#### [Extracted data]
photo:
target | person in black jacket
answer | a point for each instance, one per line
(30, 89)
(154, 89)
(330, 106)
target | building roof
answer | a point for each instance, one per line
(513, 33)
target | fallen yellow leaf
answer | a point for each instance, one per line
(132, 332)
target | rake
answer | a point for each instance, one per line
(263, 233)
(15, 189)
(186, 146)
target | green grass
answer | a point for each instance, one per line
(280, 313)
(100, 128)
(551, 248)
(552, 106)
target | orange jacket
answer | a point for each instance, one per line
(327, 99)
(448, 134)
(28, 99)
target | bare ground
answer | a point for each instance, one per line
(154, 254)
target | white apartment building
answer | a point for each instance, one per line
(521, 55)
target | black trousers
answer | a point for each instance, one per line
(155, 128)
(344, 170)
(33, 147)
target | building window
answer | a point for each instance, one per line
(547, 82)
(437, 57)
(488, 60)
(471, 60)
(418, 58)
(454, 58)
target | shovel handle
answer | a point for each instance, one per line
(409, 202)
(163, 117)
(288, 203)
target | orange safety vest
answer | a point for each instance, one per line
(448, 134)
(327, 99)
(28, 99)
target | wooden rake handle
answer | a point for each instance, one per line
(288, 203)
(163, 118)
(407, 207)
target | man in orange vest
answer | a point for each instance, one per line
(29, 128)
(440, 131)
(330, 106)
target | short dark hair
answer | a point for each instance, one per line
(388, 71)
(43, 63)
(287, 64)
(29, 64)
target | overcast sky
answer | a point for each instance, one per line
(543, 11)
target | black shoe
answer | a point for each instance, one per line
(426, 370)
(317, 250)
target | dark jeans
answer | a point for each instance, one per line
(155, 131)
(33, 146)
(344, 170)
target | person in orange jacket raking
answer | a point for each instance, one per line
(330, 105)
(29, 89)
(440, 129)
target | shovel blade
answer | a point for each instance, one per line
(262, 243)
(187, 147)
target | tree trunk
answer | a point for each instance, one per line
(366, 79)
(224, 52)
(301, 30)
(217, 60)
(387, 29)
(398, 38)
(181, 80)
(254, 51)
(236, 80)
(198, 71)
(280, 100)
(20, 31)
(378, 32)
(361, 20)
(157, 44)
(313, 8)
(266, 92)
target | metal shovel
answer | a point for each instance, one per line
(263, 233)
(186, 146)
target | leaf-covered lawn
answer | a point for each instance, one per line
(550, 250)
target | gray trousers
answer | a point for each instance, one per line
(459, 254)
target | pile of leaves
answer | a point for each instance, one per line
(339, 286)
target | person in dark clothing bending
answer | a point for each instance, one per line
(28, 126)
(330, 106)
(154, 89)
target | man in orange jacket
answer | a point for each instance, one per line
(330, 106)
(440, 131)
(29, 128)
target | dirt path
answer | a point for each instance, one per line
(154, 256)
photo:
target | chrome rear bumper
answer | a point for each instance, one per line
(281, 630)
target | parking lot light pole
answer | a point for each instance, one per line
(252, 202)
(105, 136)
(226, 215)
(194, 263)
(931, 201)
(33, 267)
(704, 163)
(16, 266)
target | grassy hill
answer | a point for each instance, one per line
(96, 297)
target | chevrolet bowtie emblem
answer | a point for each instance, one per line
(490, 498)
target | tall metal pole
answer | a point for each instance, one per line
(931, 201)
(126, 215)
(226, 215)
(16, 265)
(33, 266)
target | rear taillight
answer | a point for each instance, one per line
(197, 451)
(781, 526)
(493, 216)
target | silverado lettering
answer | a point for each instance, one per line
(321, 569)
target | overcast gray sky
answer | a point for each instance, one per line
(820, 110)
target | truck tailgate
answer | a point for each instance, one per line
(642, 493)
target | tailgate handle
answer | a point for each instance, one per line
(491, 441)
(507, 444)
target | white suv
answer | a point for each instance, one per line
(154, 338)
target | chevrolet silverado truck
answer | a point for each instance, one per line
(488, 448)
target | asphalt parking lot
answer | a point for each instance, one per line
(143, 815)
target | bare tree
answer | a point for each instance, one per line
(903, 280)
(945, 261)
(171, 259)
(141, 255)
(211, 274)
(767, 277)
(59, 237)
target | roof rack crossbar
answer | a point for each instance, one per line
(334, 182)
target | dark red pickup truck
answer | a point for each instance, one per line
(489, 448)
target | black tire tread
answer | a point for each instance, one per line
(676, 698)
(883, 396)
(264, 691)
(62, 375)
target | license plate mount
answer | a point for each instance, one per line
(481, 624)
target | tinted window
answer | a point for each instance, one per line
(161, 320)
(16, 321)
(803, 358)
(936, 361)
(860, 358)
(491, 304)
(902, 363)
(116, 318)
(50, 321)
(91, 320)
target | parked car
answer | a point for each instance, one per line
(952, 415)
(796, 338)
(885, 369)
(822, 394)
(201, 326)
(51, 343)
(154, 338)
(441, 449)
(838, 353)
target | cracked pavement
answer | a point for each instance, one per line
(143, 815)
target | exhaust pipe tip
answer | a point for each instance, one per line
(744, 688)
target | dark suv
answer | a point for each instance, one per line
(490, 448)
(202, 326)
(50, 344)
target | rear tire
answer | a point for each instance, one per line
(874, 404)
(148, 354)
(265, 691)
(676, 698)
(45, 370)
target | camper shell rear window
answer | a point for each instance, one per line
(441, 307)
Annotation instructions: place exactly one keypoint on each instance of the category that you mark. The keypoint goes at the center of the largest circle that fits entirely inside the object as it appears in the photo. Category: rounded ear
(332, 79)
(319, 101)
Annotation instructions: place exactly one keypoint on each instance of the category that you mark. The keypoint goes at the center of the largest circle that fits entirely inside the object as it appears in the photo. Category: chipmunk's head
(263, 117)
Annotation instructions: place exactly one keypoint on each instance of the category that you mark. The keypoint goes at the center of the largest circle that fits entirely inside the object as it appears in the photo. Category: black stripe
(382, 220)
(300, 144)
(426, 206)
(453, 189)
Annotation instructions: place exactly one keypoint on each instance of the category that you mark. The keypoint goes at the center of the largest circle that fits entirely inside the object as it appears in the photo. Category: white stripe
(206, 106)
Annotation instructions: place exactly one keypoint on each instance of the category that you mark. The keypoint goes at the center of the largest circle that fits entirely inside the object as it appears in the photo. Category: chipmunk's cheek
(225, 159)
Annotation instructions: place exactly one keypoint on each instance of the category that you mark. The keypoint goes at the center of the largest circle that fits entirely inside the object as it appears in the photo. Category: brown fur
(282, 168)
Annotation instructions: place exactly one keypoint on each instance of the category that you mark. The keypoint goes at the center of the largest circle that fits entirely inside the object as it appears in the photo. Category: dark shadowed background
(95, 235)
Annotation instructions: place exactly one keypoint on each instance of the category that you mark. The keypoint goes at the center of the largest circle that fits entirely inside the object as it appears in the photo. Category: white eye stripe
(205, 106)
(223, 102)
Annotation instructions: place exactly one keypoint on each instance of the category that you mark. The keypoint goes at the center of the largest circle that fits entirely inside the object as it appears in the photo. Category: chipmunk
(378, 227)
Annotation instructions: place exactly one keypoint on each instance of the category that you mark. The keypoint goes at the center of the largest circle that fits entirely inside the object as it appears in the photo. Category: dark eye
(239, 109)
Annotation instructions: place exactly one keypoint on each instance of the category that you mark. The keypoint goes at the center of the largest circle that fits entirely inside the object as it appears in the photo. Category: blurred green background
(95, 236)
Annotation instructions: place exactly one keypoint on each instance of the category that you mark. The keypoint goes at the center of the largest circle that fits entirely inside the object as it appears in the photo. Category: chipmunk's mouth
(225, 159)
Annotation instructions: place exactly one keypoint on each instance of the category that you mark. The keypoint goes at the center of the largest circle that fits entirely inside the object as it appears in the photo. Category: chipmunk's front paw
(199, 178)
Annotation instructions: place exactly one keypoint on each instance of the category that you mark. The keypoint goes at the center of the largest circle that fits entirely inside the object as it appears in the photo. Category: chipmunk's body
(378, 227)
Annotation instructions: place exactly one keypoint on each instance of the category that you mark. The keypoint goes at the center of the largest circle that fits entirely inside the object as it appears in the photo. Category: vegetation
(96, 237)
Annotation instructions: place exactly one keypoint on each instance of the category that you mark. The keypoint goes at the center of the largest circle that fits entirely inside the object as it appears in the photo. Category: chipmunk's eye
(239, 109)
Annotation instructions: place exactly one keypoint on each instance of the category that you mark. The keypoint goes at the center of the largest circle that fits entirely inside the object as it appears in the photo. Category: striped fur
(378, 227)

#### [What you have to do]
Give back, exactly as written, the lines from the one with "photo. Category: vegetation" to the last line.

#### [Correct result]
Annotation instructions: place exactly one keypoint on each instance of the category that you mark. The keypoint goes at the center of the largest circle that fits entirely inside the object as it appears in the photo. Category: vegetation
(96, 237)
Annotation instructions: place exactly one keypoint on each instance of the category that you mark. The keypoint goes at the center of the largest circle that fits entirely inside the object as it appears in the photo. Category: chipmunk's eye
(239, 109)
Annotation instructions: place exactly one keypoint on each instance of the category that you mark. The keypoint goes at the center of the largest circle that fits entirely inside the object as it appears in the photo. Category: striped fur
(378, 227)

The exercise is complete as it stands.